**Exercise goal:** Render every line of all the records below as a numbered list, omitting blank lines and leaving the pictures out of the answer.

**Materials provided:**
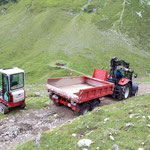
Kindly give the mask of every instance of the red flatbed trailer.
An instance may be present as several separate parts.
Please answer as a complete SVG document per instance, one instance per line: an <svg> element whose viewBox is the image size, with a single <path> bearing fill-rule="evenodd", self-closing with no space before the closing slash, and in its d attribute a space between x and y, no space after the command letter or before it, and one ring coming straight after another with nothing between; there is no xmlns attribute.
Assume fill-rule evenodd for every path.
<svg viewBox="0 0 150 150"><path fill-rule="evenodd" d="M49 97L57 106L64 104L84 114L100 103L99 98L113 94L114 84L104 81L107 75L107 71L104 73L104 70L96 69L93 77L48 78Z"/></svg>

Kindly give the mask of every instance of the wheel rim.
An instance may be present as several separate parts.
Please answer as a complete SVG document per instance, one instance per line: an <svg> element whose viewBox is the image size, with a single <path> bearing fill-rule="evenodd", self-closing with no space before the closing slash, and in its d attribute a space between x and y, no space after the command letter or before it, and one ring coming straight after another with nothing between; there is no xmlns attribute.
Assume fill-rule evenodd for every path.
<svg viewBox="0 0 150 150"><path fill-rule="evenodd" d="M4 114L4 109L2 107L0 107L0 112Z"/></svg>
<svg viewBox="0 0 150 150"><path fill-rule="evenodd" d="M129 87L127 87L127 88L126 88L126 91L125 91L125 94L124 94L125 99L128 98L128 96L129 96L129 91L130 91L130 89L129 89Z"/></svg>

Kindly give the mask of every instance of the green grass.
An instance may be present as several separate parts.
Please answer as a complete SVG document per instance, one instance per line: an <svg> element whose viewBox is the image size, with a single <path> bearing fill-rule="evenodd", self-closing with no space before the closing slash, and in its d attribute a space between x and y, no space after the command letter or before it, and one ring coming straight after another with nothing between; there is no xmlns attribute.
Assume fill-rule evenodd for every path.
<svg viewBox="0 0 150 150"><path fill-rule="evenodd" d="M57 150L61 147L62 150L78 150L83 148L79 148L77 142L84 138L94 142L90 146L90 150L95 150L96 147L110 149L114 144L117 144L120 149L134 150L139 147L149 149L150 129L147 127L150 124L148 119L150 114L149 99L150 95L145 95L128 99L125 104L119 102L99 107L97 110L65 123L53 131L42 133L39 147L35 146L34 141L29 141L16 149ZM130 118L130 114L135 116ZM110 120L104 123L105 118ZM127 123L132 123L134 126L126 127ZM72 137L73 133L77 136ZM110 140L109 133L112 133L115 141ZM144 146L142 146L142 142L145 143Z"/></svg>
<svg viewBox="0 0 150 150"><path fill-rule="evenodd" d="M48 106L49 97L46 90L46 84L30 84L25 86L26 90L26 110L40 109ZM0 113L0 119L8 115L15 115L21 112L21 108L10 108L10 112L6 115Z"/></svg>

**Answer to this task:**
1. Kindly give the mask of every instance of the red flatbed trailer.
2. An instance may be present as several separate parts.
3. Please answer as a complete SVG document per instance, one instance per line: an <svg> element whose viewBox is the image size, with a single <path> bearing fill-rule="evenodd", self-closing with no space before the closing slash, and in its d attribute a space between x and y, no space after the command letter or before it, and one ring coming straight after another with nothing between; there is no xmlns attribute.
4. Assume fill-rule evenodd for every path.
5. <svg viewBox="0 0 150 150"><path fill-rule="evenodd" d="M49 97L57 106L64 104L84 114L100 103L99 98L113 94L114 84L104 81L107 75L107 71L104 73L104 70L96 69L93 77L48 78Z"/></svg>
6. Kindly give the mask of every instance of the wheel rim.
7. An instance may be present as several separate parts.
8. Please answer as a complete SVG document per instance, one instance per line: an <svg> element whose viewBox is the image size, with a single <path> bearing fill-rule="evenodd", self-closing with no space before the closing slash, and in its d attribute a space between x and y, no space after the command letter or before it, and one ring coming straight after another with nothing between; there is no xmlns attribute.
9. Assume fill-rule evenodd for every path.
10. <svg viewBox="0 0 150 150"><path fill-rule="evenodd" d="M4 114L4 109L2 107L0 107L0 112Z"/></svg>
11. <svg viewBox="0 0 150 150"><path fill-rule="evenodd" d="M129 87L127 87L127 88L126 88L126 91L125 91L125 94L124 94L125 99L128 98L128 96L129 96L129 91L130 91L130 89L129 89Z"/></svg>
12. Kindly give the mask of every instance of the green grass.
13. An instance may be present as several separate parts.
14. Please answer as a complete SVG document per instance, one instance per line: an <svg> element whose viewBox is the image size, with a single <path> bearing fill-rule="evenodd", self-closing with no space before the closing slash, and in its d attribute a space between x and y, no space after the command letter or before it, and one ring coming straight after another with nothing between; there is no xmlns attribute.
15. Assume fill-rule evenodd for every path.
16. <svg viewBox="0 0 150 150"><path fill-rule="evenodd" d="M57 150L61 147L62 150L78 150L83 148L79 148L77 142L84 138L94 142L90 146L90 150L95 150L96 147L110 149L114 144L117 144L120 149L134 150L139 147L149 149L150 129L147 127L150 124L148 119L150 114L149 99L150 95L145 95L128 99L125 104L119 102L99 107L97 110L65 123L53 131L42 133L39 147L35 146L34 141L29 141L16 149ZM130 118L130 114L135 116ZM110 120L104 123L105 118ZM127 123L132 123L134 126L126 127ZM72 137L73 133L77 136ZM110 140L109 133L112 133L115 141ZM144 146L142 146L142 142L145 143Z"/></svg>
17. <svg viewBox="0 0 150 150"><path fill-rule="evenodd" d="M48 106L49 97L46 90L46 84L30 84L25 86L26 90L26 110L40 109ZM0 113L0 119L8 115L15 115L21 112L21 108L10 108L10 112L6 115Z"/></svg>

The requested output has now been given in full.